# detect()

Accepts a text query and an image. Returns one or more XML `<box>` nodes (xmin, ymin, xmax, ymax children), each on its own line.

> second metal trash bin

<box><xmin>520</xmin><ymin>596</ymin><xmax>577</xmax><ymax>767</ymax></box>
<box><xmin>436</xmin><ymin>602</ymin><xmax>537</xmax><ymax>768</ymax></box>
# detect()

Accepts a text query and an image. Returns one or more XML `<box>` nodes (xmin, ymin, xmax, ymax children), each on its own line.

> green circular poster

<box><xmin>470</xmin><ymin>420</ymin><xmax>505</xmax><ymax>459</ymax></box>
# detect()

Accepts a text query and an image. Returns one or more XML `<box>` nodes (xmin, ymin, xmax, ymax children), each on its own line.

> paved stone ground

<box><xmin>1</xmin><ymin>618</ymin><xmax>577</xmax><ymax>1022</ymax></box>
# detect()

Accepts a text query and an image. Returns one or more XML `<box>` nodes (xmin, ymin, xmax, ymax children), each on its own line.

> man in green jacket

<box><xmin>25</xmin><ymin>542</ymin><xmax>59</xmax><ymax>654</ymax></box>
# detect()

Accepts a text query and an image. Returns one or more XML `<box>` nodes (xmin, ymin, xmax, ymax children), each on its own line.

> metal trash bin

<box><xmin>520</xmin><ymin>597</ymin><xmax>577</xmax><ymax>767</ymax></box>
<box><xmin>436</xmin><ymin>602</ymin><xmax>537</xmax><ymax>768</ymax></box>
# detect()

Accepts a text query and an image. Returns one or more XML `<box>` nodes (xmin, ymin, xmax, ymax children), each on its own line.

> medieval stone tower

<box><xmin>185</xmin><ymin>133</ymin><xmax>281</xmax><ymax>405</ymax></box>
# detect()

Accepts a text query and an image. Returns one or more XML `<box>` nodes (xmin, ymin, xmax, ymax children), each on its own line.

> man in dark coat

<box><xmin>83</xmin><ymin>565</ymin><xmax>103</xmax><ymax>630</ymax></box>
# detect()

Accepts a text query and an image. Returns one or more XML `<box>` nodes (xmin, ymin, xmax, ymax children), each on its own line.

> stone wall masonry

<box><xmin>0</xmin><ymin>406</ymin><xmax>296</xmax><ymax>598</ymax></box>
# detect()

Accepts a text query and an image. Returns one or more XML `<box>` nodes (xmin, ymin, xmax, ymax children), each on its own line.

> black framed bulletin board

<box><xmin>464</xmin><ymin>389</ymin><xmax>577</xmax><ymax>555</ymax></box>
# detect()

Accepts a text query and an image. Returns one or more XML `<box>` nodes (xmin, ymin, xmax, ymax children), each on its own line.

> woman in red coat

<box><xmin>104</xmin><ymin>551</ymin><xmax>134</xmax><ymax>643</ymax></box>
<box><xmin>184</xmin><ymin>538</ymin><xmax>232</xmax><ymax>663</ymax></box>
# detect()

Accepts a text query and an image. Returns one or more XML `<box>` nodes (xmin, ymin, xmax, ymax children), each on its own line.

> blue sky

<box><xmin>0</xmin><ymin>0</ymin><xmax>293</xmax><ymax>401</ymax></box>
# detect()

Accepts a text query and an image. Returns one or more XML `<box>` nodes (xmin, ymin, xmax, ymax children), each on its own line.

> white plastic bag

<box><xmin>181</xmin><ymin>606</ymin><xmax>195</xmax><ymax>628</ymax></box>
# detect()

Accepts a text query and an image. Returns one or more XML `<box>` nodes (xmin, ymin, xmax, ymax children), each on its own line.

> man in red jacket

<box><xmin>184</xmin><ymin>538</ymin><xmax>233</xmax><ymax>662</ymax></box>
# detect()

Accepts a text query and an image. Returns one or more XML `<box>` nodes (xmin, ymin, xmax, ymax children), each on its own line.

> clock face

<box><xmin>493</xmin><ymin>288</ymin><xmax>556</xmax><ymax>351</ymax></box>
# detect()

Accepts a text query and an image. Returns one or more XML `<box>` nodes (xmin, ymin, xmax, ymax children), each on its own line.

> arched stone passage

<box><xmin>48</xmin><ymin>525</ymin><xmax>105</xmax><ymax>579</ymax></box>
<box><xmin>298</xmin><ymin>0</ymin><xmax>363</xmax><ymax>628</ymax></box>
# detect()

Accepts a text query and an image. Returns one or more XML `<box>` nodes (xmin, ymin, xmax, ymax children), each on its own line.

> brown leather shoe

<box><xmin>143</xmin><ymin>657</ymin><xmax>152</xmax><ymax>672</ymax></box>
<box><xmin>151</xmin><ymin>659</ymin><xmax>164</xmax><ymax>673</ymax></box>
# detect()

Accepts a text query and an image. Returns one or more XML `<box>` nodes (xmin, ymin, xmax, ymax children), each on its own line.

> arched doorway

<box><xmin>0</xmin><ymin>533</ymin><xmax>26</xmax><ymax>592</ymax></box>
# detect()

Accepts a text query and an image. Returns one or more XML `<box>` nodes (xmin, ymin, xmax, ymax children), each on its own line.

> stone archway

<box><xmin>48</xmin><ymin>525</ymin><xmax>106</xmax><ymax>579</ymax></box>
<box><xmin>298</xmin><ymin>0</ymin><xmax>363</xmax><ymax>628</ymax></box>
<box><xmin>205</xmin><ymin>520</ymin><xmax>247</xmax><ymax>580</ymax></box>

_ _ _

### WHAT TO PRODUCE
Transcribe the whole listing with every word preserved.

### FINISHED EXERCISE
# detect()

Accepts a text query and an image. Returns one or more XML `<box>` nodes (xmin, ymin, xmax, ymax children), each on its own line.

> second metal trash bin

<box><xmin>520</xmin><ymin>596</ymin><xmax>577</xmax><ymax>767</ymax></box>
<box><xmin>436</xmin><ymin>602</ymin><xmax>537</xmax><ymax>768</ymax></box>
# detect()

Accepts a text query and an image. Returns one or more XML `<box>` nodes (xmin, ymin, xmax, ymax children), each on its own line.

> green circular poster

<box><xmin>470</xmin><ymin>420</ymin><xmax>505</xmax><ymax>459</ymax></box>
# detect()

Accepts a text query and an image. Returns one or more XML `<box>` nodes (xmin, ymin, xmax, ymax children), each on its own line.

> paved stone ground

<box><xmin>1</xmin><ymin>618</ymin><xmax>577</xmax><ymax>1022</ymax></box>
# detect()

Accepts a text query and an image. Returns one or more XML `<box>` nodes (xmin, ymin, xmax, ymax children), each on its own line.

> man in green jacket

<box><xmin>25</xmin><ymin>542</ymin><xmax>59</xmax><ymax>654</ymax></box>
# detect()

Accepts a text query and an image. Returns one or more XML `<box>` nodes (xmin, ymin, xmax, ymax children), each on its own line.

> metal trash bin

<box><xmin>520</xmin><ymin>597</ymin><xmax>577</xmax><ymax>767</ymax></box>
<box><xmin>436</xmin><ymin>602</ymin><xmax>537</xmax><ymax>768</ymax></box>
# detect()

Accepts a text query and an image. Returns one or more XML `<box>` nodes (xmin, ymin, xmax, ymax children), each on its own line.

> medieval stone tower

<box><xmin>185</xmin><ymin>133</ymin><xmax>281</xmax><ymax>405</ymax></box>
# detect()

Accepts a text query and an image. Returns one or more XML `<box>` nodes (xmin, ymin, xmax, ymax children), each on its own line.

> man in dark coat

<box><xmin>83</xmin><ymin>565</ymin><xmax>103</xmax><ymax>630</ymax></box>
# detect()

Accepts a text query and an image. Returns one or more XML `<box>` nodes (xmin, ymin, xmax, ymax children), each on its own line.

> stone wall masonry

<box><xmin>0</xmin><ymin>406</ymin><xmax>296</xmax><ymax>598</ymax></box>
# detect()

Accepts a text query and an image. Returns one or more XML `<box>` nodes (xmin, ymin, xmax, ymax children), each on its own line.

> black framed bulletin board

<box><xmin>464</xmin><ymin>389</ymin><xmax>577</xmax><ymax>555</ymax></box>
# detect()

Accepts a text query and an image. Returns one or more XML `<box>` nodes (xmin, ymin, xmax, ymax children), each on its own line.

> woman in red coat

<box><xmin>104</xmin><ymin>551</ymin><xmax>134</xmax><ymax>643</ymax></box>
<box><xmin>184</xmin><ymin>538</ymin><xmax>232</xmax><ymax>663</ymax></box>
# detect()

Accepts a text query and an image. Returns one or more XML `<box>` nodes (xmin, ymin, xmax, ymax children), each on its own line.

> blue sky

<box><xmin>0</xmin><ymin>0</ymin><xmax>293</xmax><ymax>401</ymax></box>
# detect()

Accepts a text query and an image. Returns one or more XML `<box>` nodes (xmin, ymin, xmax, ymax children), each on its own line.

> white plastic bag

<box><xmin>181</xmin><ymin>606</ymin><xmax>195</xmax><ymax>628</ymax></box>
# detect()

Accepts a text query and an image. Returns one or more XML `<box>` nodes (xmin, ymin, xmax, ymax children), each on its own line.

> man in red jacket

<box><xmin>184</xmin><ymin>538</ymin><xmax>233</xmax><ymax>662</ymax></box>
# detect()

Accepts a text query and an image. Returns one or more XML `<box>` nodes (xmin, ymin, xmax, ymax children), each on its own line.

> clock face

<box><xmin>493</xmin><ymin>288</ymin><xmax>556</xmax><ymax>351</ymax></box>
# detect()

Accepts a text query and an image. Returns one or more XML `<box>` nodes (xmin, ymin, xmax, ymax children), each on its own line.

> arched stone passage

<box><xmin>48</xmin><ymin>525</ymin><xmax>105</xmax><ymax>579</ymax></box>
<box><xmin>298</xmin><ymin>0</ymin><xmax>363</xmax><ymax>628</ymax></box>
# detect()

Accepts a text query and an image. Returns one or more XML `<box>` nodes (xmin, ymin, xmax, ymax children), each on its own line.

> brown leather shoe

<box><xmin>143</xmin><ymin>657</ymin><xmax>152</xmax><ymax>672</ymax></box>
<box><xmin>151</xmin><ymin>659</ymin><xmax>164</xmax><ymax>673</ymax></box>
# detect()

Accepts a text query and an image. Returns one or more XML `<box>` nodes (xmin, ymin, xmax, ymax children), each on its own line.

> arched doorway

<box><xmin>0</xmin><ymin>533</ymin><xmax>26</xmax><ymax>592</ymax></box>
# detect()

Accepts a text query and an image. Returns one or more XML `<box>` nodes (xmin, ymin, xmax, ymax children), each on its own line.

> stone archway

<box><xmin>48</xmin><ymin>525</ymin><xmax>106</xmax><ymax>579</ymax></box>
<box><xmin>298</xmin><ymin>0</ymin><xmax>363</xmax><ymax>628</ymax></box>
<box><xmin>205</xmin><ymin>520</ymin><xmax>247</xmax><ymax>580</ymax></box>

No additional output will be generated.